- _Excerpts from a location annotation dataset_:

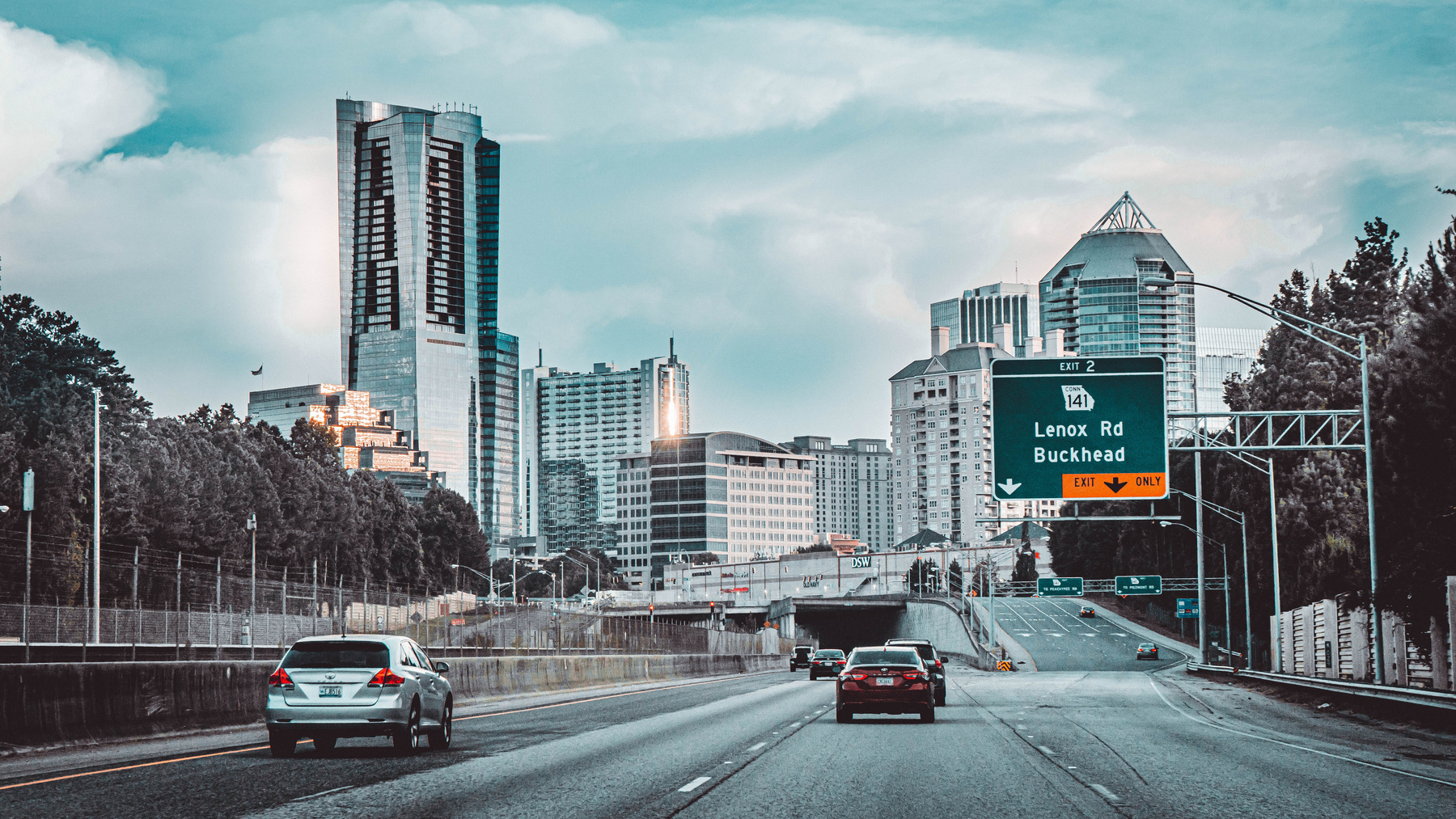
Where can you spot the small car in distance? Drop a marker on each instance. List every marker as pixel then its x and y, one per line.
pixel 884 680
pixel 357 686
pixel 826 662
pixel 933 664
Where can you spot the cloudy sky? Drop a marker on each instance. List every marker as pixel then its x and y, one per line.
pixel 782 187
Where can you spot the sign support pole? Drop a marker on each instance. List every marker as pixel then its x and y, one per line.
pixel 1197 493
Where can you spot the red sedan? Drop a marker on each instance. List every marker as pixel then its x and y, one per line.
pixel 884 680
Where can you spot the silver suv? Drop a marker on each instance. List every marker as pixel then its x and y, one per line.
pixel 357 686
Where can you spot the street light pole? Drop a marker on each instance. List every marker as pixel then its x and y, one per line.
pixel 1289 319
pixel 96 517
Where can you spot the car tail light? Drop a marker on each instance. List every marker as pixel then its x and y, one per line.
pixel 385 677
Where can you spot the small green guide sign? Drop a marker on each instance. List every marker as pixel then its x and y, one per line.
pixel 1079 428
pixel 1059 587
pixel 1139 585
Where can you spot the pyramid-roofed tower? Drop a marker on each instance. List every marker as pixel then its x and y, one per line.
pixel 1123 289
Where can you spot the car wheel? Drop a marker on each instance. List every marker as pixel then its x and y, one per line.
pixel 440 737
pixel 407 739
pixel 281 744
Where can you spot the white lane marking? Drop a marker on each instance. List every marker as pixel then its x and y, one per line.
pixel 320 793
pixel 1106 793
pixel 1293 745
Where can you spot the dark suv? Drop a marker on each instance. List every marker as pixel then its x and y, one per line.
pixel 933 662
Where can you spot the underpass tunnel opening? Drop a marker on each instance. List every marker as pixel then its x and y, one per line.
pixel 848 627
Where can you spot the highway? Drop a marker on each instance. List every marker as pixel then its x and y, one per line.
pixel 1041 744
pixel 1059 640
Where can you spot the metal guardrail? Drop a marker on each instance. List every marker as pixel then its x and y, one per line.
pixel 1407 695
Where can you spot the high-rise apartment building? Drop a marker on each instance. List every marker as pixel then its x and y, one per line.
pixel 977 313
pixel 1222 353
pixel 939 409
pixel 591 420
pixel 1123 289
pixel 727 493
pixel 853 488
pixel 418 274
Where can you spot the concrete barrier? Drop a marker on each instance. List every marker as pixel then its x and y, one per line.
pixel 72 703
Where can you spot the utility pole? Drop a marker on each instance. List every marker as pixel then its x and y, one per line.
pixel 252 602
pixel 96 517
pixel 28 507
pixel 1197 496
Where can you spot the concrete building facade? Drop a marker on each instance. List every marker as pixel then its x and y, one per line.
pixel 591 420
pixel 418 293
pixel 852 488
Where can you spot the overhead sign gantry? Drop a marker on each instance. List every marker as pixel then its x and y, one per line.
pixel 1079 428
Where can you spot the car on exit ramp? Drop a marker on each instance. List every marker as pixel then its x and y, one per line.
pixel 884 680
pixel 933 664
pixel 357 686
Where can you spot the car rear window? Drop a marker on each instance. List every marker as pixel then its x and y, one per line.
pixel 884 658
pixel 340 653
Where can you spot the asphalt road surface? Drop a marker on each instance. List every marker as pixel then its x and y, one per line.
pixel 1048 744
pixel 1059 640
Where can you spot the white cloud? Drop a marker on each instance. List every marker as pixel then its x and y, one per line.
pixel 193 265
pixel 63 103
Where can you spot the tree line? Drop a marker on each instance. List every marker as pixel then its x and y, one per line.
pixel 187 485
pixel 1407 313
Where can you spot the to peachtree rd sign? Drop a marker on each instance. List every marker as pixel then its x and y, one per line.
pixel 1059 587
pixel 1139 585
pixel 1079 428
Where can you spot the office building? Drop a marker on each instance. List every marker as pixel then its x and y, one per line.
pixel 852 488
pixel 1123 289
pixel 1222 353
pixel 590 420
pixel 727 493
pixel 939 411
pixel 418 275
pixel 366 435
pixel 977 311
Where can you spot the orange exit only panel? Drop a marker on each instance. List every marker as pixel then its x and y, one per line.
pixel 1114 485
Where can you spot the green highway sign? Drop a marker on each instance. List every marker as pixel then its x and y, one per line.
pixel 1079 428
pixel 1139 585
pixel 1059 587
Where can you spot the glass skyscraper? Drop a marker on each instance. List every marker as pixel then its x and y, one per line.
pixel 1123 289
pixel 418 272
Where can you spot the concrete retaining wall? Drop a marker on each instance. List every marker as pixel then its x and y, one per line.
pixel 66 703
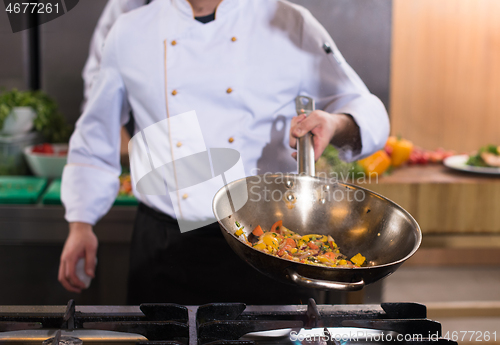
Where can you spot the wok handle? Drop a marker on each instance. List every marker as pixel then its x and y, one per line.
pixel 323 284
pixel 305 146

- _EXERCISE INSTRUCTIONS_: Copy the lines of the entries word for word, starting at the line containing "Where can you spot the white lane" and ending at the line containing "pixel 1407 695".

- _RESPONSE_:
Where can you spot the white lane marking? Drop a marker on each instance. List every marker as pixel then its x and y, one per line.
pixel 320 793
pixel 1106 793
pixel 1293 745
Where can you spot the dark suv? Drop a marker on each instance. List every marker as pixel then its x and y, one per line.
pixel 933 662
Where can you spot the underpass tunnel opening? Drop a marker on each instance. List every marker as pixel then its x and y, one per line.
pixel 848 627
Where can you spot the highway? Drop a marker on each instance. List every marker as pixel then its x and y, one per line.
pixel 1041 744
pixel 1059 640
Where can you spot the metal guardrail? Drop a marker on each instance. List every marker as pixel then its x and y, one per line.
pixel 1407 695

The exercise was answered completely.